Region pointing data:
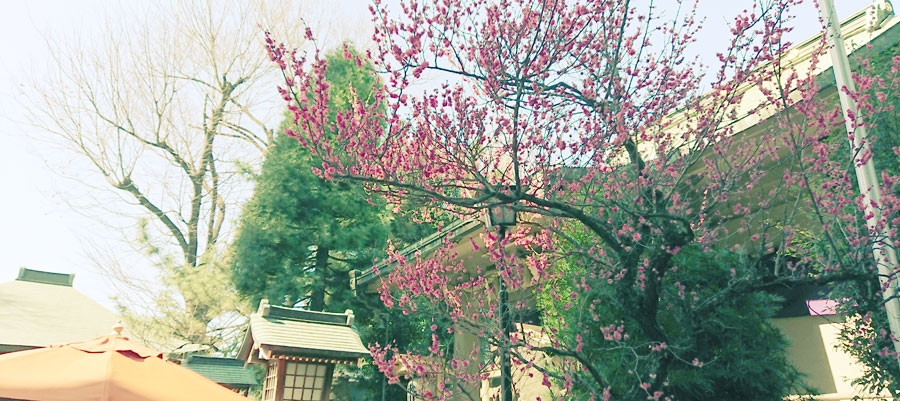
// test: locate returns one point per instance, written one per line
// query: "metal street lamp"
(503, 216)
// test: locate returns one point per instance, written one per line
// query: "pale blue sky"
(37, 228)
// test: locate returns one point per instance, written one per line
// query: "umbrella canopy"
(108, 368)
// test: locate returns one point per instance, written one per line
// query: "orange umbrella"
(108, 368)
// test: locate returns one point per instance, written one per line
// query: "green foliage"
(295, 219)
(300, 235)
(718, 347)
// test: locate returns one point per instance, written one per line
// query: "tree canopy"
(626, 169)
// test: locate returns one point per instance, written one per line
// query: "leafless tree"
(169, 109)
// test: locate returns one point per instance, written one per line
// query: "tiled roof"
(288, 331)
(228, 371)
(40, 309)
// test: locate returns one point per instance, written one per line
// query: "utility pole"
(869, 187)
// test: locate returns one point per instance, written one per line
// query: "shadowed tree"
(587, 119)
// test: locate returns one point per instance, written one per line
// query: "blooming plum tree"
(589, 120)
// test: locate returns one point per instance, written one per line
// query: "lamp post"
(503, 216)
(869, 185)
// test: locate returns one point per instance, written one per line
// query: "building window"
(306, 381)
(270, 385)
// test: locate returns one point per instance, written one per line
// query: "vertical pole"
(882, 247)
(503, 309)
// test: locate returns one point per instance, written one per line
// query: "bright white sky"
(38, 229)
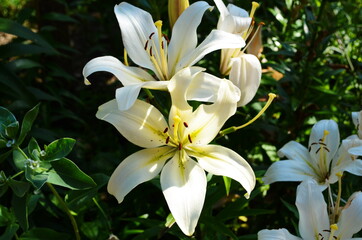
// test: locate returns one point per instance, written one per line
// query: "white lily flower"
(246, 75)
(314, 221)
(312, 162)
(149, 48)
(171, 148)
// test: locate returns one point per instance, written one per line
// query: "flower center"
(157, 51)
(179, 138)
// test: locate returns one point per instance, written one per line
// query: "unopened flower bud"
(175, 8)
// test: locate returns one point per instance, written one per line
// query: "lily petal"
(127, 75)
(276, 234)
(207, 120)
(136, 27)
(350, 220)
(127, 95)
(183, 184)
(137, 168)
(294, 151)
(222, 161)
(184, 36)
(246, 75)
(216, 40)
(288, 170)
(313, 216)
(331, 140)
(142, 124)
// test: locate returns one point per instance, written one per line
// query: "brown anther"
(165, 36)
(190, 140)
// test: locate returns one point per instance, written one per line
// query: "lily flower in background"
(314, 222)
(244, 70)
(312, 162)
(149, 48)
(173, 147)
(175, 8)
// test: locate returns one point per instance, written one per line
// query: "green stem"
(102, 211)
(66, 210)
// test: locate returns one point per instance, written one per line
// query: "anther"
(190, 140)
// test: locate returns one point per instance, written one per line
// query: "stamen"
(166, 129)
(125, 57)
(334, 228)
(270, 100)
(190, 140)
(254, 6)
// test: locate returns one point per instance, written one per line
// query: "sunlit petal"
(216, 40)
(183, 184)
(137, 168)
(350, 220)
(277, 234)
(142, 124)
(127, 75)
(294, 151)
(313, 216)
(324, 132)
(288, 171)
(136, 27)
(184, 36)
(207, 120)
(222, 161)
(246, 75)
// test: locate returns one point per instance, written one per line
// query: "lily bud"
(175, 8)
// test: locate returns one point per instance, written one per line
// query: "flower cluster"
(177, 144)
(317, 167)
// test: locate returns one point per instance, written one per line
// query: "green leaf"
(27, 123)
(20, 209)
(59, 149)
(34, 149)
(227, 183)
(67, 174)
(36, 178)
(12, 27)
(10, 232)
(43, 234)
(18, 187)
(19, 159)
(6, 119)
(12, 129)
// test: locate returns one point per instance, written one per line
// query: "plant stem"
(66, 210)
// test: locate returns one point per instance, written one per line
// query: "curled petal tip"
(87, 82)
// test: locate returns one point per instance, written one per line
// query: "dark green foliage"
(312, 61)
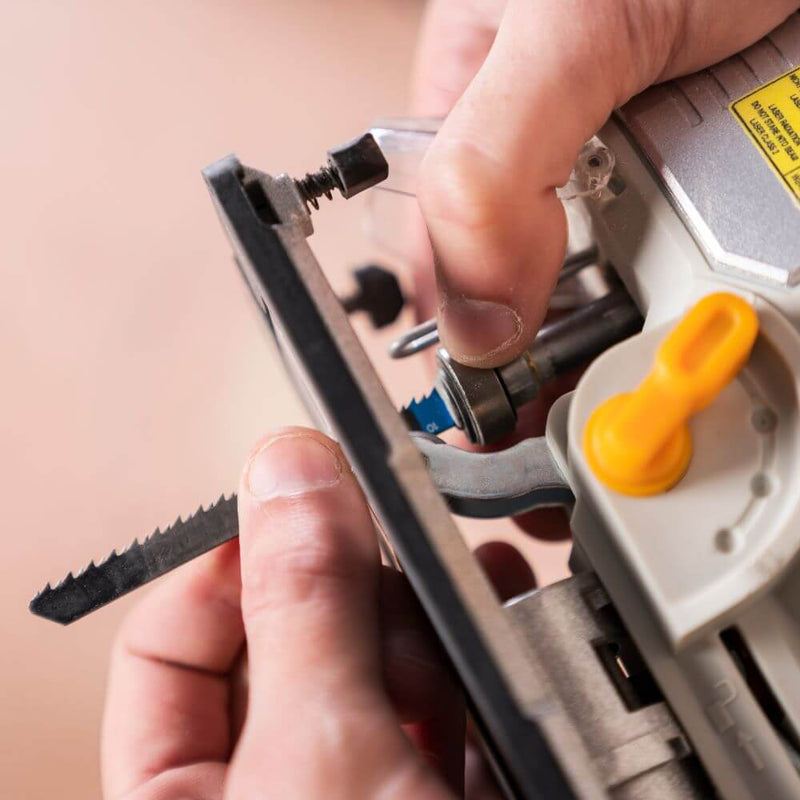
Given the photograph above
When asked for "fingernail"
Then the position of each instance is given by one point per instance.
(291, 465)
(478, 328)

#### [Your goal]
The records must appear again word for word, though none of their pictures should.

#### [Solved problem]
// test: locate returns one point per instance, written one per line
// query: "metal street lamp"
(503, 216)
// test: locate returns one point per instance, written one per line
// query: "pale blue sky"
(37, 228)
// test: locate returns one point per instance, written one per line
// query: "umbrella canopy"
(108, 368)
// test: locate returns one point per instance, written one per line
// query: "orange umbrella"
(108, 368)
// test: locate returns one point per instance, written one per line
// query: "green foliage"
(295, 219)
(300, 235)
(718, 347)
// test: locate returns one point per instance, written one per line
// query: "tree canopy"
(626, 169)
// test: locate returns one point per instance, written one per line
// query: "leafless tree"
(169, 109)
// test: locate returns one point per instance, written one per line
// query: "tiled roof"
(288, 331)
(228, 371)
(40, 309)
// test: locate returns one point per instance, written one per line
// query: "utility pole"
(869, 187)
// test: locate returns one point per instance, written one per line
// query: "shadowed tree"
(587, 119)
// test: locate returns one point per instance, written one per line
// query: "blooming plum tree"
(589, 120)
// test: locate returns one point per instance, written one per line
// query: "lamp post"
(503, 216)
(869, 185)
// test: locate returns one point per instance, written one per line
// query: "building window"
(306, 381)
(270, 385)
// test: locate returns one point per instance, written one per line
// query: "vertical pole"
(882, 247)
(503, 309)
// test: locate returns one point per instance, written one per line
// query: "bright white sky"
(38, 229)
// test: locate returns one point per instance, written one per line
// query: "white lily flower"
(246, 75)
(314, 221)
(312, 162)
(149, 48)
(171, 148)
// test: locate returns one point per instance, written one per line
// query: "flower center"
(157, 51)
(179, 138)
// test: locate returns one point per instance, written one per line
// query: "unopened flower bud"
(175, 8)
// test: locate returns one point per instance, written one per line
// query: "lily petal"
(127, 75)
(276, 234)
(207, 120)
(136, 27)
(350, 220)
(127, 95)
(183, 184)
(137, 168)
(294, 151)
(222, 161)
(184, 36)
(246, 75)
(216, 40)
(288, 170)
(313, 216)
(331, 140)
(142, 124)
// test: locate returns one point per instance, written one per line
// query: "brown anther"
(165, 36)
(190, 140)
// test: locate returns one point per instance, written one per line
// query: "lily flower in background"
(314, 222)
(244, 70)
(312, 162)
(149, 48)
(173, 147)
(175, 8)
// test: locate returns one point per instance, written one per line
// query: "green stem"
(102, 211)
(66, 210)
// test: locate returns one point per instance, written one per line
// query: "anther"
(190, 140)
// test: locate returns one point per instance, written one per line
// query: "stamen"
(166, 129)
(125, 57)
(334, 228)
(270, 100)
(190, 140)
(254, 6)
// test: locate returns one point per instance, written one per line
// query: "sunlit petal"
(216, 40)
(183, 184)
(137, 168)
(350, 220)
(277, 234)
(142, 124)
(127, 75)
(294, 151)
(313, 216)
(324, 132)
(288, 171)
(136, 27)
(184, 36)
(207, 120)
(222, 161)
(246, 75)
// test: locate returns one point per instance, written one per line
// query: "lily bud"
(175, 8)
// test: locate returns one point per instance, written one per line
// query: "flower cluster"
(177, 144)
(317, 167)
// test: locate returns one point per instance, written one per line
// query: "green leaf"
(27, 123)
(20, 209)
(59, 149)
(34, 149)
(227, 183)
(67, 174)
(36, 178)
(12, 27)
(10, 232)
(43, 234)
(18, 187)
(19, 159)
(6, 119)
(12, 129)
// test: locate returns one point per instance, written one per line
// query: "plant stem"
(66, 210)
// test: locate returns one point per instance, written one per line
// query: "curled petal tip"
(87, 82)
// test: locate returns one point per instance, written one per line
// query: "dark green foliage"
(312, 61)
Given the photograph above
When asked for "fingernail"
Then the position of each instance is given by one point per instance.
(291, 465)
(478, 328)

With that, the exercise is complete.